#### SOURCE TEXT:
In June 1982, Liffreing started working for Dickinson Pacific Cablesystems, which later became Rogers Cablesystems, for a weekly program called “Local Cable Update.”

William Reed, then the public information officer for Huntington Beach, saw Liffreing on television. Two years later, in 1984, he invited him to start interviewing City Council candidates.

Videographer Matt Liffreing graduated from Marina High before attending Golden West College.
(Kevin Chang / Staff Photographer)

Liffreing, who is contracted with the city, has continued doing that for nearly four decades. He also became known over the years for his election night coverage.

“I think TV, back then, was a motivator for people to run for public office,” he said. “Back then, it was a huge impact on everyone who had basic cable TV. That was a lot of people. I know, because I got stopped everywhere I went in town. Especially when the other programs I did started to hit, that was a big deal. There was no internet, no social media per se.”

“Local Cable Update” ran for more than a decade. Liffreing also started producing his own shows, like “Made In Huntington Beach,” which emerged in the late 1990s and showcased the city’s light industrial base for the first time.

Another show, “Surf City Highlights,” is in its 14th year highlighting community, nonprofit organization and government events. The show started in 2008, during the run-up to the city’s centennial anniversary the following year.

Liffreing was often seen on HBTV-3, which was produced in recent years by Public Cable Television Authority until Huntington Beach opted out of the PCTA in 2019.

“He’s probably the hardest-working, most passionate person that I know when it comes to doing what he loves to do,” Huntington Beach community relations officer Julie Toledo said. “I honestly do not know when the guy sleeps because he’s at every event, then he goes home, and he has to edit and put it all together. Then it’s on to the next event. He’s such a great guy. Everybody loves him in town, and he loves Huntington Beach.”

When COVID-19 hit two years ago, Liffreing kept working, breaking news on the first 22 weeks of the pandemic on his own platform as well as the Huntington Beach Chamber of Commerce social media.

“I just followed the small businessperson, and I broke a lot of stories,” said Liffreing, who also produces the video series “HB Business News” on behalf of the chamber. “That’s what kind of saved my soul through this whole COVID thing.”

Denise Di Novi, a film and television producer from Laguna Beach, appeared as a guest speaker at the Laguna Beach Business Club meeting Thursday.

#### PROVIDED DATA:
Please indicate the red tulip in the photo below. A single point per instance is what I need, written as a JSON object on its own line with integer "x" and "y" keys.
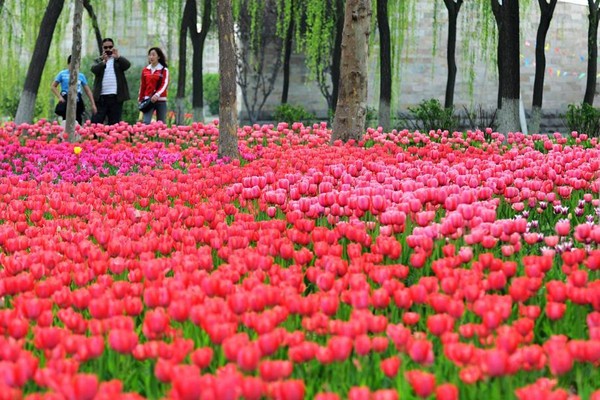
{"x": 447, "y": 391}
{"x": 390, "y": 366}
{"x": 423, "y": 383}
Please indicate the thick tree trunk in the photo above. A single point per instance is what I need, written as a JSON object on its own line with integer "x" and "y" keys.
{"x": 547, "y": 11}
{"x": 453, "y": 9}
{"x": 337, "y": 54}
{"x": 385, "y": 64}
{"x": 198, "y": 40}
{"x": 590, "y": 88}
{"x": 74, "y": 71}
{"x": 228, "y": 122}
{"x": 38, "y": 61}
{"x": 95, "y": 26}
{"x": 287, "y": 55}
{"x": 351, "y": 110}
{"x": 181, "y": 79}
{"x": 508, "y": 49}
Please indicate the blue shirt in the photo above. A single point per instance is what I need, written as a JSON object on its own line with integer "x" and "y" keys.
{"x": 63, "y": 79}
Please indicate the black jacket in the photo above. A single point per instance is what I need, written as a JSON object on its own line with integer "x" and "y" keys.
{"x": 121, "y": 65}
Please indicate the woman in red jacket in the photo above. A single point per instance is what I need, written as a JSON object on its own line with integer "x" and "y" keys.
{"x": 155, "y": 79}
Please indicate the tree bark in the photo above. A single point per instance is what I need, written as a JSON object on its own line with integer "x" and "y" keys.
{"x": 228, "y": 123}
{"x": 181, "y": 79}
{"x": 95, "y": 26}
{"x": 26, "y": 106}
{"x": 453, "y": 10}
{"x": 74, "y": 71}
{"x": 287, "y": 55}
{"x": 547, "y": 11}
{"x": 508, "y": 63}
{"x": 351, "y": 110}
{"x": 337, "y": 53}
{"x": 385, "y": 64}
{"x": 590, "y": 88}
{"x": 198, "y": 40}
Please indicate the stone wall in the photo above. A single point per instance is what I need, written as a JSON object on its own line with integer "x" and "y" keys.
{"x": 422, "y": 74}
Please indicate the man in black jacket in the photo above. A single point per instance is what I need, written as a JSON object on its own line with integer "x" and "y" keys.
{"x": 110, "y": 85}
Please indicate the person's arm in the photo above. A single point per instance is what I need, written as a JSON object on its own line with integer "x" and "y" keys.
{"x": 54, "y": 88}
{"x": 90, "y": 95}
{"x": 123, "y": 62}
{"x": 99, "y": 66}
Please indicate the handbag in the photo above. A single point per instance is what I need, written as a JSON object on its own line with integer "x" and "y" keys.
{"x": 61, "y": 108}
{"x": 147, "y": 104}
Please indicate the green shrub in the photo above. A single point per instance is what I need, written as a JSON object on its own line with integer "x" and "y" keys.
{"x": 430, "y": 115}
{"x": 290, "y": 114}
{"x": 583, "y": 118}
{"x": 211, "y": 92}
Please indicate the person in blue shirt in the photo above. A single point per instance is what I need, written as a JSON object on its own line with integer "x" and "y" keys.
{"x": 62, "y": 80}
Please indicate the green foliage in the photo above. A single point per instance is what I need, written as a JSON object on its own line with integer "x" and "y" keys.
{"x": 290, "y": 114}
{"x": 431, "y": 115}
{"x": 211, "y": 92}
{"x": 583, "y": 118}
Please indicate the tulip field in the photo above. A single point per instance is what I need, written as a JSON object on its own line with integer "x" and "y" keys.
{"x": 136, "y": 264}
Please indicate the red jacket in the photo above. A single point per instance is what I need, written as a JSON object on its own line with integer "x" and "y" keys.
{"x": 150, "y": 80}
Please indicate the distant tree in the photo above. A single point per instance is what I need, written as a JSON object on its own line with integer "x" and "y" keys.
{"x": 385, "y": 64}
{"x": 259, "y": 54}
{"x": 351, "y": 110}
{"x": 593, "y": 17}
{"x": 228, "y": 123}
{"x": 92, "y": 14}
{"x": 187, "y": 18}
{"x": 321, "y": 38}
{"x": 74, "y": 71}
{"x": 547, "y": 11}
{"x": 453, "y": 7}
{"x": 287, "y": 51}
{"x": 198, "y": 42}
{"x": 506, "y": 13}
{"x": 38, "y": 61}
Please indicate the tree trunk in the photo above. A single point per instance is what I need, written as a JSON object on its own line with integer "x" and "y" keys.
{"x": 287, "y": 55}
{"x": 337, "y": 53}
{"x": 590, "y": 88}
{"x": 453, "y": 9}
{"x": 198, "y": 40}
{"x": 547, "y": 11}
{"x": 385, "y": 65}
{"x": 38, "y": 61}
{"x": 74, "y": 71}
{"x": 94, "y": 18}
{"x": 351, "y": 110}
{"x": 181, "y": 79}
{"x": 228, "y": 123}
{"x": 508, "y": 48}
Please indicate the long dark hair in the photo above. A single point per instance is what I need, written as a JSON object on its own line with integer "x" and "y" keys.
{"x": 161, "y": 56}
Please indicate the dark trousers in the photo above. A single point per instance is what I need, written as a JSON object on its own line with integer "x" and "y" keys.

#### PARTS OF THE EXERCISE:
**A.** Extract the passage of the article about Matt Liffreing from "(Kevin Chang /" up to and including "the first time.", word for word.
**B.** In the article about Matt Liffreing, condense the paragraph beginning "Another show" into a short bulleted list that keeps its main facts.

#### EXERCISE ANSWERS:
**A.**
(Kevin Chang / Staff Photographer)

Liffreing, who is contracted with the city, has continued doing that for nearly four decades. He also became known over the years for his election night coverage.

“I think TV, back then, was a motivator for people to run for public office,” he said. “Back then, it was a huge impact on everyone who had basic cable TV. That was a lot of people. I know, because I got stopped everywhere I went in town. Especially when the other programs I did started to hit, that was a big deal. There was no internet, no social media per se.”

“Local Cable Update” ran for more than a decade. Liffreing also started producing his own shows, like “Made In Huntington Beach,” which emerged in the late 1990s and showcased the city’s light industrial base for the first time.

**B.**
- "Surf City Highlights" is in its 14th year.
- It highlights community, nonprofit organization and government events.
- It began in 2008, during the run-up to the city's centennial anniversary the next year.